§ **REQUIRED TASK**:
Extract every line of the records below that contains the string "storefront". Treat the match as case-sensitive.

§ **MATERIAL SUPPLIED**:
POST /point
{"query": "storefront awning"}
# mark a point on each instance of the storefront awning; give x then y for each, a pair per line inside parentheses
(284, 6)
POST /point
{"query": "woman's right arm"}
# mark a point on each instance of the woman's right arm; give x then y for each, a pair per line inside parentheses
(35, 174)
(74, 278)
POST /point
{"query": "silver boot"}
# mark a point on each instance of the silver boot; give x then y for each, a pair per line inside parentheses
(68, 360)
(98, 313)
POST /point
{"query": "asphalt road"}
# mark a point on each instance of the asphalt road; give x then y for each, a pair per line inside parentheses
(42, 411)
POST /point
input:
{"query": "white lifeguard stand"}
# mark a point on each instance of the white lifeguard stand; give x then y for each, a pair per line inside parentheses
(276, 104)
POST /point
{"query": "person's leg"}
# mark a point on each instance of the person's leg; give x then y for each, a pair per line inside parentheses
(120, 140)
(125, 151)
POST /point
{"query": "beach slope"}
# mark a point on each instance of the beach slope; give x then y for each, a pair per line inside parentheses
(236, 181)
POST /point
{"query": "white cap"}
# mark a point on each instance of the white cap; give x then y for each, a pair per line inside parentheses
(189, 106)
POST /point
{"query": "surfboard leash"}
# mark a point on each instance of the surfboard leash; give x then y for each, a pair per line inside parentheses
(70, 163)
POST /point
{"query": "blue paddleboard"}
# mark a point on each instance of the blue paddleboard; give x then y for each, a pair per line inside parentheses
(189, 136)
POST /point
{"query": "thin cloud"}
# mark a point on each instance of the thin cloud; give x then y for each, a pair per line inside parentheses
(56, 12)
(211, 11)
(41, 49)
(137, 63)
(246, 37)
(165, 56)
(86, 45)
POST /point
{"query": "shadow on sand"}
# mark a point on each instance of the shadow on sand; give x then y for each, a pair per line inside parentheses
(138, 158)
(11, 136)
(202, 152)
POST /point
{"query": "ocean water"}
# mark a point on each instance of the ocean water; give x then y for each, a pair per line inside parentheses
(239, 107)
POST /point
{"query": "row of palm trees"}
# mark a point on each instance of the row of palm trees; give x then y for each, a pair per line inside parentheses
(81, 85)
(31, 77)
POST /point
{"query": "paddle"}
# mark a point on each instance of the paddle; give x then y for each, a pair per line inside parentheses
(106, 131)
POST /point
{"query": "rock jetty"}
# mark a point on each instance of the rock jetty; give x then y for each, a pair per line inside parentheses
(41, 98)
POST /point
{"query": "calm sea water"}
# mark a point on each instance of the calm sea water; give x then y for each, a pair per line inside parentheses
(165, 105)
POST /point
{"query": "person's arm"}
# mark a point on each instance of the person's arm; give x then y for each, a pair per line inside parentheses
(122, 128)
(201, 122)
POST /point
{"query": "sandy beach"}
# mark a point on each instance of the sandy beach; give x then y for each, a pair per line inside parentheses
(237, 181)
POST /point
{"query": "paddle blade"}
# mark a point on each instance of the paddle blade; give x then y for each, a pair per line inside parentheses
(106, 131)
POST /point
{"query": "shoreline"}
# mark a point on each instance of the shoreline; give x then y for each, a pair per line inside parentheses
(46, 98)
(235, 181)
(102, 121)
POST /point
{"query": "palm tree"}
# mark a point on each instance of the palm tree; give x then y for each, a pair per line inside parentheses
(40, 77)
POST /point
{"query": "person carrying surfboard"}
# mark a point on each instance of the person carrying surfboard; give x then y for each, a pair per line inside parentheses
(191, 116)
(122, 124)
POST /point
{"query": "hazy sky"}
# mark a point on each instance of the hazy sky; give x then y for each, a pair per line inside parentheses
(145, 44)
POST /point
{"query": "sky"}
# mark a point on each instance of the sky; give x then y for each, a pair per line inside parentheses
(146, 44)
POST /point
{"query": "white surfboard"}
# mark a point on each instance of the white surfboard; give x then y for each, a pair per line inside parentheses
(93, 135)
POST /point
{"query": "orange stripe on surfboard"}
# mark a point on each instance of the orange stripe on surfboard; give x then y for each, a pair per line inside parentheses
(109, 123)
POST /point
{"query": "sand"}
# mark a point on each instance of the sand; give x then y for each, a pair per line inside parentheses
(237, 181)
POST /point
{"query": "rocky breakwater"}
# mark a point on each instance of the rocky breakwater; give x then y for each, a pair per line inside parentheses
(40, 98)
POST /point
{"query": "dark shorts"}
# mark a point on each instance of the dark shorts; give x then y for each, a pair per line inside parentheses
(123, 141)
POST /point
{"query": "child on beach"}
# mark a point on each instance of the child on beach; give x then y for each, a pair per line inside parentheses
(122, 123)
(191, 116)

§ **RESULT FOR THIS EXERCISE**:
{"query": "storefront awning"}
# mark a point on each instance of the storefront awning; give x then y for each, a pair per line inside parentheses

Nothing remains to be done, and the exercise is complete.